Text for analysis —
━━━━━━━━━━━━━━━━━━━━
A drive through the windblown San settlements of grass and wood scattered across southern Africa is a very depressing experience: families ravaged by poverty, unemployment and alcoholism -- their hunter-gatherer tradition a fading memory.
For the past few years their leaders have spoken of a bonanza from western pharmaceutical companies in payment for the San Bushmen's knowledge of a plant that might one day cure obesity.
They have yet to see a penny.
"They are frustrated by the delay, but these are people who take things as they are. There is not huge agitation yet," said Richard Wicksteed, a documentary maker who has filmed them for two decades.
"The average San knows there is value in their medicinal knowledge. Having used hoodia when they were starving, the irony of obese westerners using it to lose weight is not lost on them."
San leaders were gathered in Tanzania for a meeting Wednesday and unaware of the Unilever deal, but once informed they would likely welcome it, Wicksteed said.
"It's very good news if handled correctly," he said.
If a portion of Unilever's millions does reach the San it would buck a long, sad history of dispossession.
These indigenous people of southern Africa have a culture dating back 20,000 years. They have survived the harshest environments, but not the predations of other humans. The more warrior-like Bantu tribes from the north, then European colonialists and finally the apartheid regime swept through their land, killing, appropriating anything of value and pushing the San into dwindling pockets of territory.
The three San groups most closely associated with hoodia -- the Khwe, Xu and Khomani -- number only a few thousand. The total number of San across the Kalahari is estimated at 100,000.
Post-apartheid South Africa tried to redress some of the injustice by granting them ownership of more than 40,000 hectares.
But their communities are broken. Only a handful remain of the hunter-gatherers of western imagination. The rest scrabble what living they can in bleak settlements which are often hundreds of miles from decent roads, schools and clinics.
"This is the last stand of the San -- the last generation that still retain some of their culture and heritage. They are a tiny people with a tiny voice," Wicksteed said.
Some South African firms have already tried to pirate the San's knowledge of the hoodia, and Unilever and Phytopharm are expected to try to stop such practices.
Chris De Plessis, a lawyer who is representing the San in Botswana, said that few ordinary San understood the ramifications of intellectual property rights, and mistrust was growing that their leaders might pocket the hoodia revenue -- if it ever comes.
━━━━━━━━━━━━━━━━━━━━
Listed records —

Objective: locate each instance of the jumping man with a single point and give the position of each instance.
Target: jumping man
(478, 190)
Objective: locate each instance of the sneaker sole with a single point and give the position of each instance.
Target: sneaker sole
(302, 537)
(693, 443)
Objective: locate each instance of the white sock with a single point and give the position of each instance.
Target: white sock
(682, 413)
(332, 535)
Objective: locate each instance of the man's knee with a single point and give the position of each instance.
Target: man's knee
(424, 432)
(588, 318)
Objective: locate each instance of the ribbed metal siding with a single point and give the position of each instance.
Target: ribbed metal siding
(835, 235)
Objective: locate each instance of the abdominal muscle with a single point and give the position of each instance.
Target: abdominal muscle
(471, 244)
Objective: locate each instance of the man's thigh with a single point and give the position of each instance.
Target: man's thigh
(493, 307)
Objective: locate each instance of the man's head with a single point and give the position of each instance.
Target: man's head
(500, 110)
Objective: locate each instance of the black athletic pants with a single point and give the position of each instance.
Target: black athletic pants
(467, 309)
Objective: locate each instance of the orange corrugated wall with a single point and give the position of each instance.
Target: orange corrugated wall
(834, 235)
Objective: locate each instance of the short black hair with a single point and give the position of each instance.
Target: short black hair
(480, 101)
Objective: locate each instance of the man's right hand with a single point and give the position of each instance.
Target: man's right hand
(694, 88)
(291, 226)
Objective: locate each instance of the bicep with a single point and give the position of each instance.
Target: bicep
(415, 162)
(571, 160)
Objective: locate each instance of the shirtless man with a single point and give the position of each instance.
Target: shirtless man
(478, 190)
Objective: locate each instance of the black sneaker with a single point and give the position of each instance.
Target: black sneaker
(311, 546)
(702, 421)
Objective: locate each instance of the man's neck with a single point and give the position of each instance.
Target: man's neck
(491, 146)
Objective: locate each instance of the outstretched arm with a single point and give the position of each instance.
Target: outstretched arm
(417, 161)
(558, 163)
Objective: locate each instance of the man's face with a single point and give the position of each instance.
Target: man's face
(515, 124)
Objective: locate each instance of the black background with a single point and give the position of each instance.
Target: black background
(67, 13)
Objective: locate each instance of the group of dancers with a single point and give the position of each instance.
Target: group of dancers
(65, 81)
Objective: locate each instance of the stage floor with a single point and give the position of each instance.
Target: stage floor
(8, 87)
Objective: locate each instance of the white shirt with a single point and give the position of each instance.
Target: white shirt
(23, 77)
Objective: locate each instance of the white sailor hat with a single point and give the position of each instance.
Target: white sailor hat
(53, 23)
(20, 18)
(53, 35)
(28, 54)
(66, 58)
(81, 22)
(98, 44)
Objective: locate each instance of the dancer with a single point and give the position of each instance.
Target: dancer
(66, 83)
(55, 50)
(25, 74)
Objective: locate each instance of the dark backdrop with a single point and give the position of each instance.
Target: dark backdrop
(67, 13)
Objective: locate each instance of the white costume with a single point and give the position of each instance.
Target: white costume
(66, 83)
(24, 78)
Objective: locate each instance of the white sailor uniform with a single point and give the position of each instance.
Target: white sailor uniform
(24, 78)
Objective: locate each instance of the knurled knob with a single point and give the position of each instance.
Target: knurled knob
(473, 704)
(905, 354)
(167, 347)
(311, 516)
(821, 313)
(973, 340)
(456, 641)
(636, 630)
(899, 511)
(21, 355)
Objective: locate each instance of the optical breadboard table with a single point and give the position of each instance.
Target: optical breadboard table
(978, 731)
━━━━━━━━━━━━━━━━━━━━
Task to complete — Write out the passage about the San and hoodia word for word, from "The three San" up to and including "stop such practices.". The items were gathered from a different source than the text.

Reply to the task —
The three San groups most closely associated with hoodia -- the Khwe, Xu and Khomani -- number only a few thousand. The total number of San across the Kalahari is estimated at 100,000.
Post-apartheid South Africa tried to redress some of the injustice by granting them ownership of more than 40,000 hectares.
But their communities are broken. Only a handful remain of the hunter-gatherers of western imagination. The rest scrabble what living they can in bleak settlements which are often hundreds of miles from decent roads, schools and clinics.
"This is the last stand of the San -- the last generation that still retain some of their culture and heritage. They are a tiny people with a tiny voice," Wicksteed said.
Some South African firms have already tried to pirate the San's knowledge of the hoodia, and Unilever and Phytopharm are expected to try to stop such practices.